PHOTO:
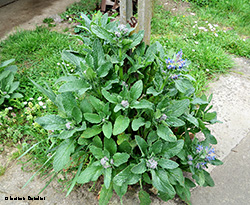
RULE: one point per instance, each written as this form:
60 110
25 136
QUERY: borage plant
129 113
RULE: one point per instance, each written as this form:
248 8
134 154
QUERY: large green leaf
63 153
177 108
91 173
107 129
126 177
143 104
166 133
183 85
120 158
161 182
102 33
78 85
121 124
167 164
136 90
91 132
171 149
52 122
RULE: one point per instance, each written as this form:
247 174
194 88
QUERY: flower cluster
151 163
202 157
176 63
106 163
122 30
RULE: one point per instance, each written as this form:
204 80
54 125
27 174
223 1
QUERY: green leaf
126 177
77 114
110 145
104 69
142 144
52 122
183 85
174 122
120 158
102 33
177 108
92 131
166 133
91 173
97 152
121 124
97 142
137 123
172 149
139 168
106 195
144 198
107 129
167 164
63 153
137 38
120 190
107 177
92 117
178 175
191 119
108 96
78 85
65 134
143 104
136 90
96 103
161 182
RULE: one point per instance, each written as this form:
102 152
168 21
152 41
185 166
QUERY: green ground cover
207 39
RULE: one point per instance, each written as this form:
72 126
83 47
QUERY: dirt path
26 14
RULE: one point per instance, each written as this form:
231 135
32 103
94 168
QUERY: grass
38 57
205 38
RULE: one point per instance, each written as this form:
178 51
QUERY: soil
231 100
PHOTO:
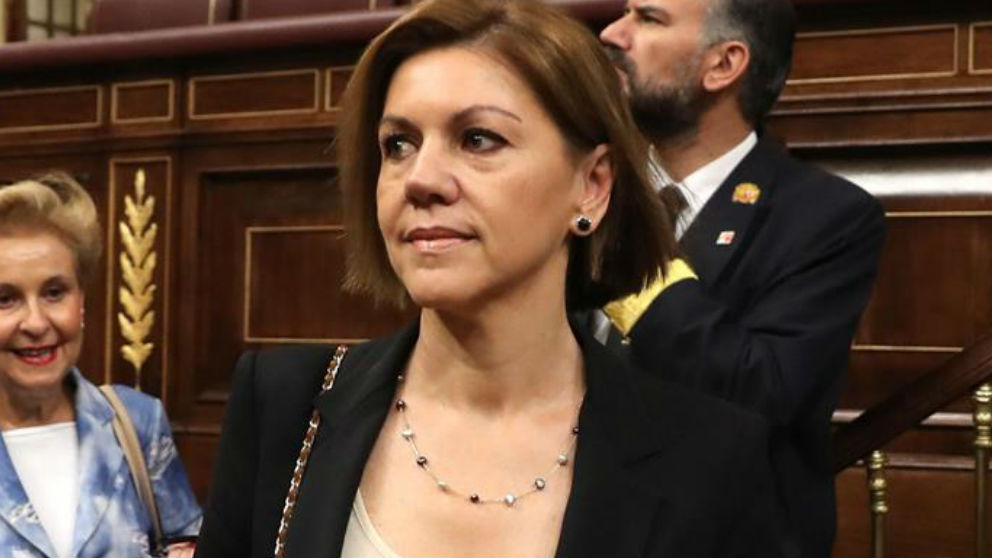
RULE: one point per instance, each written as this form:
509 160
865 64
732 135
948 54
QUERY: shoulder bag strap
301 461
128 439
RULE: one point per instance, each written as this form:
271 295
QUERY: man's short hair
768 28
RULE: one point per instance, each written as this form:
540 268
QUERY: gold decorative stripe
881 77
304 340
936 214
940 419
972 69
138 260
905 349
193 82
56 127
114 101
246 335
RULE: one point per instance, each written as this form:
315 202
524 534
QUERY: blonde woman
65 487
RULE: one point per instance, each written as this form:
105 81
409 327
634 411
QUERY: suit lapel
352 414
614 498
723 216
102 467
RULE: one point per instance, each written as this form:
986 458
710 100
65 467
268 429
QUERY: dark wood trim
907 407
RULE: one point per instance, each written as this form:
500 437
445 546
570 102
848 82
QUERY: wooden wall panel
254 95
294 295
980 48
142 102
873 54
336 82
51 109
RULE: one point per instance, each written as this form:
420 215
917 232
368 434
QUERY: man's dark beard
663 113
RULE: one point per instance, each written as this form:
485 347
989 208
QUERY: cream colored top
361 540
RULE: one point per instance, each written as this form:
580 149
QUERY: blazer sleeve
792 338
227 519
757 524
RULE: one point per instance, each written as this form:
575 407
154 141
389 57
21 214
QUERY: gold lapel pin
746 193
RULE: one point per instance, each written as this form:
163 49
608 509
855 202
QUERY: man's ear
724 65
596 184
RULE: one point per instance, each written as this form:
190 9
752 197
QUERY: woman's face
477 187
41 311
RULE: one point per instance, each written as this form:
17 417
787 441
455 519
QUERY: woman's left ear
595 188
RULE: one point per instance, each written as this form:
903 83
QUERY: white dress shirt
46 461
699 187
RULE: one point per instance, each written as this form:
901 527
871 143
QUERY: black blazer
658 471
770 322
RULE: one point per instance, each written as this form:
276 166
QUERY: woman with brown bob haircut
494 179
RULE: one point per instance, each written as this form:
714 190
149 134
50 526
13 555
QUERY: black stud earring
583 223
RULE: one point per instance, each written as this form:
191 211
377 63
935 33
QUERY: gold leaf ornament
138 261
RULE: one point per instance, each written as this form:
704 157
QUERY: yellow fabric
625 312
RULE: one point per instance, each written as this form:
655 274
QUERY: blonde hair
57 203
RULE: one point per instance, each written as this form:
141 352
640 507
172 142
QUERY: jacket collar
99 459
722 214
613 498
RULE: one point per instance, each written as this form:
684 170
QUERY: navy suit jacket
769 323
659 470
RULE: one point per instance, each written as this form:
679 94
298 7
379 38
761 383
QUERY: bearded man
780 256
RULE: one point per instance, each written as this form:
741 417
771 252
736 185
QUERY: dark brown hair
57 203
566 68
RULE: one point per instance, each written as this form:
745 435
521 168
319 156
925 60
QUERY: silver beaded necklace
508 499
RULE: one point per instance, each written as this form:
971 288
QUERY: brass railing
861 438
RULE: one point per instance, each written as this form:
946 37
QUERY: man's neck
718 132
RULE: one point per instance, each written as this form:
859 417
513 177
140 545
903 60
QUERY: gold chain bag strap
301 461
127 437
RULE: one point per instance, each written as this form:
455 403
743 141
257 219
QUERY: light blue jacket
111 519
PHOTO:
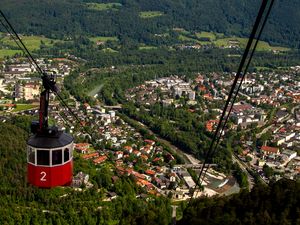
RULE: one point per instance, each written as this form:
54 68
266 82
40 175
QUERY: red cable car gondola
49 151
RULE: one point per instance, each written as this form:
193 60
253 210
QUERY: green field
219 40
150 14
109 50
147 47
262 46
10 48
210 35
103 6
31 42
104 39
21 107
188 39
8 52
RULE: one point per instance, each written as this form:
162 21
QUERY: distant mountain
131 19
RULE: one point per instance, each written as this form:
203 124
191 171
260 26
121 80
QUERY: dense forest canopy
123 19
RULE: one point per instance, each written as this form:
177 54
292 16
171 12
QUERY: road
244 167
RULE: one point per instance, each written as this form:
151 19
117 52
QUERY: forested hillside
147 21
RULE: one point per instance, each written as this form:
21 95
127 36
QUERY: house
136 153
266 150
100 160
149 142
80 179
150 172
82 147
128 149
90 156
290 154
31 91
119 154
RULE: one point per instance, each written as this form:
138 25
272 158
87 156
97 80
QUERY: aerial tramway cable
222 123
43 74
240 83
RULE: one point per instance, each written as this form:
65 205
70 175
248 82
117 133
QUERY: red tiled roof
100 159
89 156
270 149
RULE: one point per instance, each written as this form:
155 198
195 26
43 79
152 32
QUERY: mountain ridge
73 17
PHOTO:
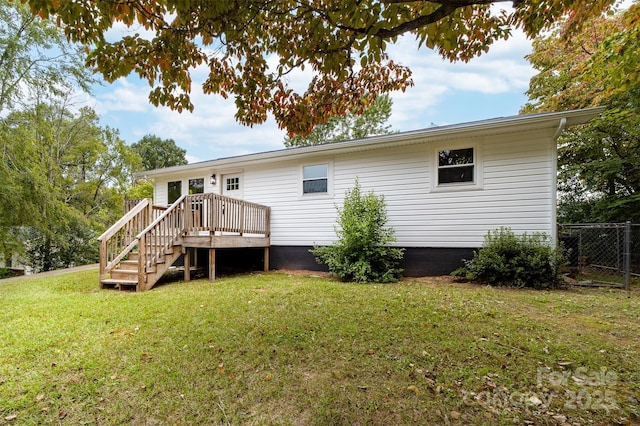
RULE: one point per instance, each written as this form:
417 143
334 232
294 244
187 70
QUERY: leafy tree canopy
249 47
157 153
371 122
599 178
35 57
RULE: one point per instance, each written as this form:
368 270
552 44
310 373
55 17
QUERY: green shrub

======

Line by line, print the records above exactly, skipping each picture.

PHOTO:
RULE: one point per instance, each written as this form:
60 110
25 136
QUERY: borage plant
129 113
RULE: one point per instance, each written as this form:
248 8
134 154
QUERY: large green leaf
63 153
177 108
91 173
107 129
126 177
143 104
166 133
183 85
120 158
161 182
102 33
78 85
121 124
167 164
136 90
91 132
171 149
52 122
RULE: one point per instance, each written as this form:
247 174
194 88
QUERY: flower cluster
151 163
202 157
176 63
106 163
122 30
RULE: one point per instance, each written as this form:
204 80
54 125
27 174
223 1
QUERY: green leaf
126 177
77 114
110 145
104 69
142 144
52 122
183 85
174 122
120 158
102 33
177 108
92 131
166 133
91 173
97 152
121 124
97 142
137 123
172 149
139 168
106 195
144 198
107 129
167 164
63 153
137 38
120 190
107 177
92 117
178 175
191 119
108 96
78 85
65 134
143 104
136 90
96 103
161 182
RULE: one point per instance, each written as this form:
102 152
168 21
152 41
185 166
QUERY: green ground cover
207 39
RULE: one point per instance, each written as this form:
72 126
83 47
QUERY: dirt path
26 14
RULE: one point per instance, each written as this form:
231 135
32 103
94 168
QUERY: grass
38 57
205 38
RULE: one point per instance, each written as this form:
178 51
QUERY: soil
231 100
PHOTO:
RULE: one point per instance, each written as this form:
509 160
865 64
732 135
948 54
QUERY: shoulder bag strap
301 461
128 439
RULE: one point per instance, each written as this form:
271 295
QUERY: man's short hair
768 28
RULE: one point per instance, each written as this form:
540 268
QUERY: gold decorative stripe
881 77
304 340
936 214
940 419
972 69
138 260
905 349
193 82
56 127
114 101
246 335
RULE: one point per instance, each written as this form:
315 202
524 534
QUERY: blonde woman
65 487
RULE: one point per instance, each written as this form:
105 81
409 327
634 411
QUERY: suit lapel
352 414
614 498
723 216
102 467
RULE: one point per instance, each written as this form:
986 458
710 100
65 467
268 429
QUERY: dark wood trim
907 407
RULE: one point per instance, each written as this form:
500 437
445 546
570 102
848 82
QUERY: wooden wall panel
254 95
294 295
980 48
142 102
873 54
336 82
51 109
RULE: one point per instance, each written as this form:
420 215
917 232
368 434
QUERY: man's dark beard
663 113
RULE: one point per instance, each written as this form:
485 347
989 208
QUERY: cream colored top
361 540
RULE: one point per instance, each written as this form:
580 149
QUERY: blazer sleeve
792 338
227 519
757 524
RULE: one point per instance, each written as this form:
575 407
154 141
389 57
21 214
QUERY: gold lapel pin
746 193
RULE: one point per instance, each written as this form:
163 49
608 509
855 202
QUERY: man's ear
724 65
596 184
RULE: one point per instance, each written as this form:
190 9
752 197
QUERY: woman's face
477 187
41 311
RULE: one point per instance, each written as this form:
17 417
787 441
455 519
QUERY: woman's left ear
595 188
RULE: one point per instance, each written as this form:
903 83
QUERY: white dress shirt
46 461
699 187
RULE: one point per instance, each written as this form:
901 527
871 143
QUERY: black blazer
658 471
770 322
RULE: one point per instance, each written as this form:
276 166
QUERY: woman with brown bob haircut
494 179
RULE: one point per instance, each written as this form:
714 190
149 134
50 526
13 555
QUERY: black stud earring
583 223
RULE: one point per instance, each written as this form:
191 211
377 63
935 33
QUERY: gold leaf ornament
138 261
RULE: one point per instance, each written as this form:
704 157
QUERY: yellow fabric
625 312
RULE: one point per instance, each written as this form:
655 274
QUERY: blonde hair
57 203
RULE: one point per instance, each written as this form:
141 352
640 507
172 142
QUERY: jacket collar
99 459
722 214
613 498
RULE: one point per instance, each written as this form:
684 170
QUERY: navy suit jacket
769 323
659 470
RULE: one point per instance, each written as this form:
679 94
298 7
379 38
761 383
QUERY: bearded man
780 256
RULE: one point per instance, each written as this form:
741 417
771 252
736 185
QUERY: dark brown hair
57 203
566 68
RULE: one point per instance, each written as this form:
745 435
521 168
319 156
925 60
QUERY: silver beaded necklace
508 499
RULE: one point per instance, each written as this form:
971 288
QUERY: brass railing
861 438
RULE: one point per instance, each written as this form:
946 37
QUERY: man's neck
718 132
RULE: one point per instance, each written as this form:
859 417
513 177
140 545
903 60
QUERY: gold chain bag strap
301 461
127 437
RULE: one point per instance, each written as this form:
455 403
743 141
257 219
QUERY: light blue jacket
111 519
PHOTO:
RULE: one point per instance, each written as this form:
54 68
266 82
40 175
QUERY: red cable car gondola
49 151
RULE: one point per instance, each written as this form:
193 60
253 210
QUERY: green field
219 40
150 14
109 50
147 47
262 46
10 48
210 35
103 6
31 42
104 39
21 107
188 39
8 52
RULE: one point per instance, each written as this form:
162 21
QUERY: distant mountain
131 19
RULE: one point per instance, each written as this form:
203 124
191 171
260 26
121 80
QUERY: dense forest canopy
123 19
RULE: one point per instance, each written as this form:
177 54
292 16
171 12
QUERY: road
244 167
RULE: one point per instance, each written as this form:
151 19
117 52
QUERY: forested hillside
147 21
RULE: one point per instance, each written as this form:
21 95
127 36
QUERY: house
136 153
266 150
100 160
149 142
80 179
150 172
82 147
128 149
90 156
290 154
31 91
119 154
RULE: one point per instance, each written as this form:
138 25
272 158
87 156
97 80
QUERY: aerial tramway cable
222 123
43 74
240 83
RULE: one point per instance, each written as this form:
65 205
70 175
248 82
117 133
QUERY: red tiled roof
100 159
89 156
270 149
RULE: one point per instance, each written as this form:
155 198
195 26
43 79
152 32
QUERY: mountain ridge
73 17
PHOTO:
RULE: one point per instance, each written as this form:
417 143
334 232
294 244
187 70
QUERY: leafy tree canopy
249 47
157 153
371 122
599 178
35 57
RULE: one point per instance, each written as this form:
368 270
552 44
310 373
55 17
QUERY: green shrub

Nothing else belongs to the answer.